● **Exercise task**
Update everything from the line with "table leg is" down to the line with "[279,93,333,164]", changing "wooden" to "timber" and leaving all else as it is.

[Saved data entries]
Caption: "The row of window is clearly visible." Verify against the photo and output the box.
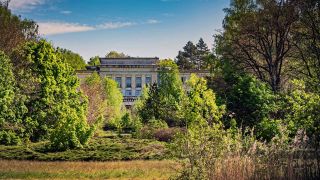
[124,90,141,96]
[115,76,152,88]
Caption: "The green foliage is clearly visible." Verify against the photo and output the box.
[286,80,320,143]
[136,60,184,126]
[0,3,38,56]
[0,136,169,161]
[183,74,225,125]
[103,77,123,110]
[118,112,142,133]
[226,75,275,127]
[16,40,94,150]
[176,38,210,70]
[80,72,108,124]
[57,48,86,70]
[0,130,21,145]
[0,51,26,145]
[257,119,283,142]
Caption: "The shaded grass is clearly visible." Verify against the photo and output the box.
[0,160,179,179]
[0,136,169,161]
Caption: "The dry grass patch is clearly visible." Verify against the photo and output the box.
[0,160,180,179]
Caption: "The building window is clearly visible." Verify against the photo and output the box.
[136,77,142,88]
[146,76,152,84]
[116,77,122,88]
[125,90,132,96]
[126,77,131,88]
[136,90,141,96]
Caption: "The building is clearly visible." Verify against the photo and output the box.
[77,57,209,107]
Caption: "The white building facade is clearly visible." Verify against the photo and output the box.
[77,57,209,107]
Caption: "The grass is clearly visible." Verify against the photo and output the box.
[0,160,179,179]
[0,131,169,161]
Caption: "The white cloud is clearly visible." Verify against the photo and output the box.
[38,22,136,35]
[146,19,160,24]
[60,11,72,14]
[9,0,45,10]
[38,22,95,35]
[96,22,136,29]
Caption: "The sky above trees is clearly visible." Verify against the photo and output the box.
[9,0,229,60]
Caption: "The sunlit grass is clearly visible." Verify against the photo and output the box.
[0,160,179,179]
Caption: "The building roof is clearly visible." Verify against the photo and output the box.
[100,57,159,66]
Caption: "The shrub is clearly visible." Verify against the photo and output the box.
[0,131,21,145]
[153,128,181,142]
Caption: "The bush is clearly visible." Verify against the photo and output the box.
[139,119,168,139]
[0,131,21,145]
[153,128,181,142]
[257,119,282,141]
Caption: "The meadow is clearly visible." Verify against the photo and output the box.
[0,160,179,179]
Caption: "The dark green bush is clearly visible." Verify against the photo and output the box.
[0,131,21,145]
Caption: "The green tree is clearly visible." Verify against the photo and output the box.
[106,51,129,58]
[217,0,298,92]
[290,0,320,92]
[138,60,184,126]
[0,2,38,56]
[80,72,108,124]
[57,47,86,70]
[196,38,212,69]
[183,74,225,126]
[0,51,26,145]
[176,41,197,69]
[18,40,95,149]
[286,80,320,144]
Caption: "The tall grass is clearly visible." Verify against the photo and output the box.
[0,160,179,179]
[175,128,320,180]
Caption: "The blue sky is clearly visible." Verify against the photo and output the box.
[9,0,230,60]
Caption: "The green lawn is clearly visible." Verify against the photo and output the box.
[0,133,169,161]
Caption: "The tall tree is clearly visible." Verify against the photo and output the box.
[0,51,26,145]
[196,38,210,69]
[138,60,184,126]
[17,40,94,149]
[176,41,197,69]
[292,0,320,92]
[0,1,38,55]
[218,0,298,92]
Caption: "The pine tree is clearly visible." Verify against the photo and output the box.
[176,41,197,69]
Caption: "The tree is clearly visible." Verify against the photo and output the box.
[0,51,26,145]
[137,60,184,126]
[0,1,38,56]
[292,0,320,92]
[57,47,86,70]
[103,77,123,118]
[176,41,197,69]
[16,40,95,150]
[218,0,298,92]
[80,72,108,124]
[286,80,320,144]
[196,38,211,69]
[88,56,101,66]
[183,74,224,126]
[106,51,129,58]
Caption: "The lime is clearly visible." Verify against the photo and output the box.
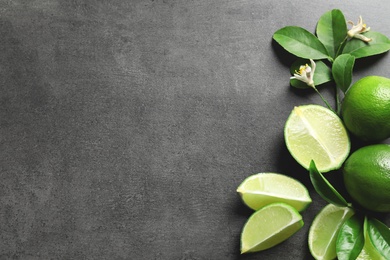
[309,204,354,260]
[356,225,386,260]
[343,144,390,212]
[342,76,390,141]
[237,173,311,211]
[284,105,351,172]
[241,203,303,254]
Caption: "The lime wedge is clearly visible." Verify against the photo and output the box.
[241,203,303,254]
[237,173,311,211]
[356,224,386,260]
[284,105,351,172]
[309,204,354,260]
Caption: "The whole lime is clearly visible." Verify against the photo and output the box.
[341,76,390,141]
[343,144,390,212]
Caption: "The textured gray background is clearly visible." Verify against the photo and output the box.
[0,0,390,260]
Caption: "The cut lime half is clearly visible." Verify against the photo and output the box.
[241,203,303,254]
[237,173,312,211]
[284,105,351,172]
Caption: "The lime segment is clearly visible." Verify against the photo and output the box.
[241,203,303,254]
[284,105,351,172]
[237,173,312,211]
[309,204,354,260]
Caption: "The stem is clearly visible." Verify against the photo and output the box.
[334,35,348,59]
[313,86,336,113]
[336,86,341,116]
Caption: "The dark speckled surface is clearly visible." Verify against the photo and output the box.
[0,0,390,260]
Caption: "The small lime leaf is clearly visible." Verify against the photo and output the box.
[332,54,355,93]
[309,160,349,207]
[367,218,390,259]
[273,26,329,60]
[316,9,348,58]
[336,215,364,260]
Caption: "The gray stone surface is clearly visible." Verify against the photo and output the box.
[0,0,390,260]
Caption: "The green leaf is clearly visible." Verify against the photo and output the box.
[336,215,364,260]
[309,160,349,207]
[367,218,390,259]
[290,59,332,88]
[316,9,348,58]
[332,54,355,93]
[343,31,390,59]
[273,26,330,60]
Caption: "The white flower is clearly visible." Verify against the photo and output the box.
[348,16,372,42]
[290,59,316,88]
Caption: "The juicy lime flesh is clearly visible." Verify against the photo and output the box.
[356,226,386,260]
[241,203,303,253]
[342,76,390,141]
[237,173,312,211]
[343,144,390,212]
[284,105,350,172]
[309,204,354,259]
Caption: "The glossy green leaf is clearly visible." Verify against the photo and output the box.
[367,218,390,259]
[336,215,364,260]
[332,54,355,92]
[343,31,390,59]
[316,9,348,58]
[290,59,332,88]
[309,160,349,207]
[273,26,329,60]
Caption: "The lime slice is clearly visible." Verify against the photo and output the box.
[356,224,386,260]
[309,204,354,260]
[241,203,303,254]
[284,105,351,172]
[237,173,311,211]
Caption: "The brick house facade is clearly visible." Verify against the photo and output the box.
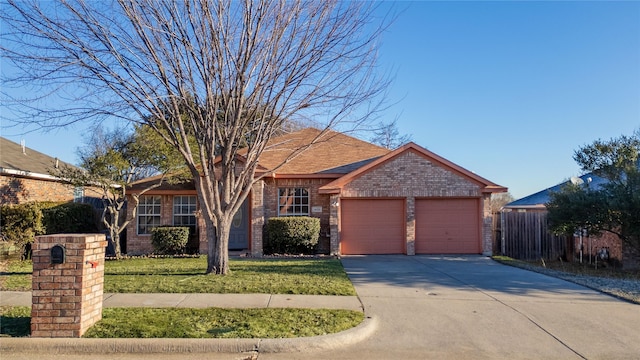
[0,138,101,204]
[127,129,506,256]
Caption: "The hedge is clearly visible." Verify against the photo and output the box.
[0,203,45,258]
[151,226,189,255]
[0,202,98,258]
[42,203,98,234]
[265,216,320,254]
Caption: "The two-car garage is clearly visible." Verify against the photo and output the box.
[319,143,507,255]
[340,198,481,254]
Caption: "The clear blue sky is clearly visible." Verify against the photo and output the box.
[2,1,640,198]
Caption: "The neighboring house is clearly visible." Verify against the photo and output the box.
[0,137,99,205]
[127,128,507,256]
[499,173,629,263]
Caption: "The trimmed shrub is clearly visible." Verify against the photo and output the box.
[0,203,45,259]
[265,216,320,254]
[151,226,189,255]
[41,203,98,234]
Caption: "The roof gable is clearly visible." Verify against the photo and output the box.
[320,142,506,194]
[252,128,390,176]
[504,173,608,209]
[0,137,75,177]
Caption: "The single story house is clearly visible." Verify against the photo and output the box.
[0,137,100,204]
[127,128,507,256]
[501,173,634,263]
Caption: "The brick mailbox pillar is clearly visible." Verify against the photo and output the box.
[31,234,107,338]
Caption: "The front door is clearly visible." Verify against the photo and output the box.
[229,200,249,250]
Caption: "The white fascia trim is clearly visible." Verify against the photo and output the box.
[0,168,64,181]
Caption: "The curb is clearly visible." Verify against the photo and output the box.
[0,316,378,355]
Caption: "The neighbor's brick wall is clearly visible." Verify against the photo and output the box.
[31,234,107,338]
[0,175,101,204]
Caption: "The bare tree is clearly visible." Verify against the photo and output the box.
[50,125,182,257]
[0,0,387,274]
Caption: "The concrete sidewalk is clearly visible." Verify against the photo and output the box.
[0,291,363,311]
[0,291,378,359]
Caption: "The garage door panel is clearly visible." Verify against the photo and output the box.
[340,199,405,255]
[416,199,480,254]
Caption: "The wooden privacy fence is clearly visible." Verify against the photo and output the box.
[500,211,570,260]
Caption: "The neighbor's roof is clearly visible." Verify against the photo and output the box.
[0,137,75,178]
[251,128,391,176]
[504,173,608,209]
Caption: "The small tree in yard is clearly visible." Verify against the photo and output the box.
[0,0,388,274]
[51,125,182,257]
[547,131,640,252]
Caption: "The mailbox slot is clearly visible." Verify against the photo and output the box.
[51,245,65,264]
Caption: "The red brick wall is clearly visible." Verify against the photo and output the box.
[342,151,480,197]
[263,178,333,252]
[31,234,107,338]
[332,151,492,255]
[0,175,102,204]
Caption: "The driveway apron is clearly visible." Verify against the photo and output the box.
[260,255,640,359]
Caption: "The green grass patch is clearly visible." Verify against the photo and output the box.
[0,306,31,337]
[0,259,33,291]
[0,256,356,296]
[0,306,364,338]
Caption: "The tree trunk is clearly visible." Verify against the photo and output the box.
[205,219,231,275]
[109,210,122,258]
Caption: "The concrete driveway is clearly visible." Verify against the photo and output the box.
[259,255,640,359]
[2,255,640,360]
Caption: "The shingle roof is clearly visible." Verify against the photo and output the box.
[320,142,507,194]
[0,137,74,176]
[504,173,608,209]
[252,128,390,175]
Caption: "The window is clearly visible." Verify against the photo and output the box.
[138,196,161,235]
[278,188,309,216]
[73,186,84,202]
[173,196,196,229]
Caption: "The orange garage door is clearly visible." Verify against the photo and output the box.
[340,199,405,255]
[416,199,480,254]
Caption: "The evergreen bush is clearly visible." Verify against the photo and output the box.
[0,203,45,259]
[41,203,98,234]
[265,216,320,254]
[151,226,189,255]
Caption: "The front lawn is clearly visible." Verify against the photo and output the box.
[0,306,364,338]
[0,256,356,296]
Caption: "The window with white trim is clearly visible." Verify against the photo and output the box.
[73,186,84,202]
[138,195,162,235]
[173,195,196,229]
[278,188,309,216]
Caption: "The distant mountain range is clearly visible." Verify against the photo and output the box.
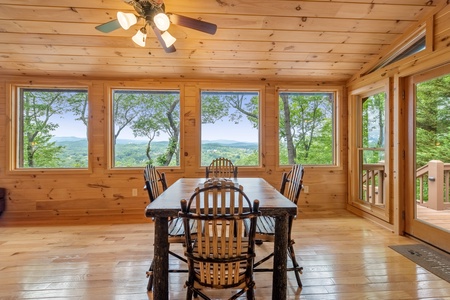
[52,136,258,146]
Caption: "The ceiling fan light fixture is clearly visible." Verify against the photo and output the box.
[117,11,137,30]
[153,12,170,31]
[131,27,147,47]
[161,31,177,48]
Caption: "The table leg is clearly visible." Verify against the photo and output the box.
[153,217,169,300]
[272,215,288,300]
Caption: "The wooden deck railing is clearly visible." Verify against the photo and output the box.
[362,160,450,210]
[416,160,450,210]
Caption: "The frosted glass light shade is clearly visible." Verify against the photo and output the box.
[131,28,147,47]
[161,31,177,48]
[117,11,137,30]
[153,13,170,31]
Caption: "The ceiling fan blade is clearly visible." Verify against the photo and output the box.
[167,13,217,34]
[95,20,120,33]
[151,26,177,53]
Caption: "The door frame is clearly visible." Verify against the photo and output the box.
[404,64,450,251]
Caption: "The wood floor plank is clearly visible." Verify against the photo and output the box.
[0,210,450,300]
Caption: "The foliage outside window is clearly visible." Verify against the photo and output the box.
[279,92,335,165]
[201,91,260,166]
[112,90,180,167]
[16,88,88,168]
[415,74,450,202]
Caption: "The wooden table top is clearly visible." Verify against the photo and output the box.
[145,178,297,218]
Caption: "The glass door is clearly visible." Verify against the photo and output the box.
[405,65,450,251]
[349,80,391,222]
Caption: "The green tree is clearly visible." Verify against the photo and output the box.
[114,91,180,166]
[416,75,450,167]
[279,93,333,164]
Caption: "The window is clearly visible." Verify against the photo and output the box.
[112,90,180,168]
[201,91,259,166]
[15,87,88,168]
[279,92,335,165]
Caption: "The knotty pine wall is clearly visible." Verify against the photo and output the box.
[0,77,347,219]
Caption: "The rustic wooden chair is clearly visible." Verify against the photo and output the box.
[254,164,305,287]
[206,157,238,178]
[179,179,260,299]
[144,165,191,291]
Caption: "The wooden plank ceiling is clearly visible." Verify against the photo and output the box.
[0,0,445,81]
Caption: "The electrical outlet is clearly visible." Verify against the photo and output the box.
[303,185,309,194]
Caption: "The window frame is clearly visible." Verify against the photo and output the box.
[275,85,343,171]
[6,82,93,174]
[196,84,267,172]
[104,83,184,174]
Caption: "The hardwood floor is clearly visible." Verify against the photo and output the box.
[0,211,450,300]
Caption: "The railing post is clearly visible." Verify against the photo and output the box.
[425,160,444,210]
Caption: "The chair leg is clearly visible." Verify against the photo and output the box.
[147,260,154,292]
[247,287,255,300]
[288,244,303,288]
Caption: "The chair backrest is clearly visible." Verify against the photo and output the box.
[280,164,305,204]
[144,165,167,202]
[179,179,260,288]
[206,157,238,178]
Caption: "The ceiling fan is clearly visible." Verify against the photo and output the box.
[95,0,217,53]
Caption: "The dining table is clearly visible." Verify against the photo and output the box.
[145,177,297,300]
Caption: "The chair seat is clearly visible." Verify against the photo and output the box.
[169,217,197,243]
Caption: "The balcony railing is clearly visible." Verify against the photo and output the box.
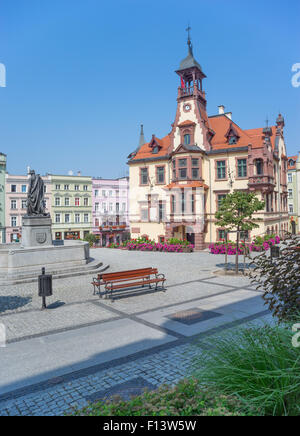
[249,175,274,185]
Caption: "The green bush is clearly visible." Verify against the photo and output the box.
[73,379,248,416]
[197,326,300,416]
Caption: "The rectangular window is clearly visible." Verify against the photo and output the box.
[217,160,226,179]
[141,168,148,185]
[179,168,187,180]
[158,200,165,222]
[171,195,177,213]
[192,168,199,179]
[218,230,226,240]
[141,208,149,221]
[218,194,226,210]
[156,167,165,183]
[178,159,187,168]
[191,194,195,213]
[240,230,249,241]
[237,159,247,177]
[181,192,185,213]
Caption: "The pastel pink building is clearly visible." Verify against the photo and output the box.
[5,173,51,243]
[92,177,129,247]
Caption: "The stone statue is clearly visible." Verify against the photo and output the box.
[27,170,49,216]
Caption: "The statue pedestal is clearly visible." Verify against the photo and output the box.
[21,216,52,247]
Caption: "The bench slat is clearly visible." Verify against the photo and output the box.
[106,279,166,291]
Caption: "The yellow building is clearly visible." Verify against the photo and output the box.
[128,38,288,249]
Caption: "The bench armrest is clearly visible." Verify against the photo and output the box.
[155,273,165,279]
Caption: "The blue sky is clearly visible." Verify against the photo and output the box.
[0,0,300,177]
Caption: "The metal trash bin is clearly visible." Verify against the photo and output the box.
[39,268,53,309]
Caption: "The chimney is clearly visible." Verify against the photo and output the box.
[218,104,225,115]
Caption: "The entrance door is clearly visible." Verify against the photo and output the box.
[186,233,195,245]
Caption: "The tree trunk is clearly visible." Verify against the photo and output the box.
[235,227,240,274]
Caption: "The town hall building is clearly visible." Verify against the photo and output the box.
[128,37,288,250]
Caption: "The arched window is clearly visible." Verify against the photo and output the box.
[184,133,191,145]
[255,159,263,176]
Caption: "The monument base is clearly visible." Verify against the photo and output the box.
[0,241,107,286]
[21,215,52,248]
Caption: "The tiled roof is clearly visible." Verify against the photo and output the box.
[288,156,298,170]
[178,120,196,127]
[209,115,251,150]
[165,180,208,189]
[132,135,171,161]
[245,126,276,150]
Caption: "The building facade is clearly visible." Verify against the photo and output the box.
[5,173,51,243]
[50,173,92,240]
[128,38,288,250]
[288,156,299,235]
[92,177,129,247]
[0,153,6,244]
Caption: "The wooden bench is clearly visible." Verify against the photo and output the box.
[92,268,166,297]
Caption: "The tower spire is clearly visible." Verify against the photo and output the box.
[185,24,193,55]
[139,124,145,148]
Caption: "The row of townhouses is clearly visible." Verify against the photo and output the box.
[0,164,129,246]
[128,38,300,250]
[0,38,300,250]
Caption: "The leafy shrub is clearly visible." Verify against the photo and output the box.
[84,233,97,247]
[74,379,247,416]
[198,326,300,416]
[250,236,300,321]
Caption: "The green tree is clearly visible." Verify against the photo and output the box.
[84,233,97,247]
[216,191,265,274]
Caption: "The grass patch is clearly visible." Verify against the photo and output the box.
[73,378,250,416]
[198,325,300,416]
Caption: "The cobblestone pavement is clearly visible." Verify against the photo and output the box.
[0,249,270,416]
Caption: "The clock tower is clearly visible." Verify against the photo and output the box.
[171,27,214,151]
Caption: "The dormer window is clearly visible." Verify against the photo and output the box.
[184,133,191,145]
[228,136,237,145]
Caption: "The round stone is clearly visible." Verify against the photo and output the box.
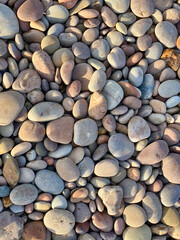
[136,140,169,165]
[72,42,90,59]
[19,120,45,142]
[35,170,64,194]
[9,184,38,205]
[131,0,154,18]
[160,183,180,207]
[22,221,46,240]
[46,5,69,23]
[162,153,180,184]
[101,80,124,110]
[90,39,110,61]
[108,133,134,161]
[32,50,55,82]
[0,91,25,126]
[123,204,147,227]
[142,192,162,224]
[123,224,152,240]
[0,3,19,39]
[155,21,178,48]
[17,0,44,22]
[74,118,98,146]
[88,70,106,92]
[94,159,119,177]
[158,80,180,98]
[88,92,107,120]
[56,157,80,182]
[46,116,74,144]
[119,178,138,198]
[128,116,151,142]
[43,209,75,235]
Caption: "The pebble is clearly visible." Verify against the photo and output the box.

● **Task solution**
Caption: "The table leg is clearly visible." Verify against the photo and output the box.
[153,217,169,300]
[272,215,288,300]
Caption: "The timber deck railing is clearly visible." Verify against the photo and output the box.
[362,160,450,210]
[416,160,450,210]
Caption: "The frosted glass light shade is clearly visible." Verify against the photo and output the box.
[131,28,147,47]
[161,31,177,48]
[117,11,137,30]
[153,13,170,31]
Caption: "The ceiling fan blade is clearly visible." Verify against the photo and output the box.
[167,13,217,34]
[95,20,120,33]
[151,26,177,53]
Caption: "The door frame is clearly visible." Verify against the photo and output the box.
[404,64,450,251]
Caption: "The wood floor plank is clearly visible." Verify against the photo and output the box.
[0,210,450,300]
Caption: "The foliage outside window is clearly visible." Verify against the photo and output the box.
[279,92,335,165]
[201,91,260,166]
[112,90,180,167]
[16,88,88,168]
[415,74,450,202]
Caption: "The timber table top is clearly visible." Verify against the photo and output the box.
[145,178,297,218]
Caption: "The glass door is clearly visible." Verify against the photo and output the box.
[405,65,450,251]
[349,80,391,222]
Caption: "The green tree is clearly visible." Verify against the photo and output the box.
[114,91,180,166]
[416,75,450,167]
[279,93,333,164]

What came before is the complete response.